According to the text on Ponzi schemes, what are investors often tricked into believing in?

▶ _SOURCE TEXT_
*** Block opens ***
Ponzi Schemes Prey on Human Weakness
Ponzi schemes are the most difficult financial schemes to crack, for investors and regulators alike, since until they collapse or someone reports them as corrupt, they look and act like legitimate successful investment opportunities. Mostly. While investors often find that once they have signed on to a Ponzi scheme, it’s virtually impossible for them to tell the difference between the fraud and the real thing, the best time to recognize a Ponzi scheme is actually before you get involved with one. That’s because Ponzi schemes and the fraudsters who operate them often demonstrate a pattern of promises and paperwork that ought to make them suspicious. The problem is that investors are at the same time often tricked into believing in something they shouldn’t: a guarantee. The guarantee is, above all, what makes Ponzi schemes in their many forms stick around. As long as investors can be convinced they can earn a reward without risk, Ponzi schemes will find victims.
*** Block closes ***
▶ _EXCERPTED DATA_
*** Block opens ***
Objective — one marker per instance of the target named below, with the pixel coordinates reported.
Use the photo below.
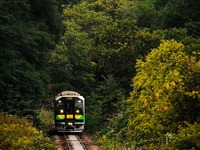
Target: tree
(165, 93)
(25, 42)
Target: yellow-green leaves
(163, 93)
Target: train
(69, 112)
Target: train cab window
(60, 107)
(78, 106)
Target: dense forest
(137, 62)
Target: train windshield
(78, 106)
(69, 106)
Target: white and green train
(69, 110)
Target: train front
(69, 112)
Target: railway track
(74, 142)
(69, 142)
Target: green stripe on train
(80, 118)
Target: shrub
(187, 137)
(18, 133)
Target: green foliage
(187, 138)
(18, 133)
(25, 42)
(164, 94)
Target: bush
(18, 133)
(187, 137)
*** Block closes ***
▶ _RESULT FOR THIS TASK_
A guarantee.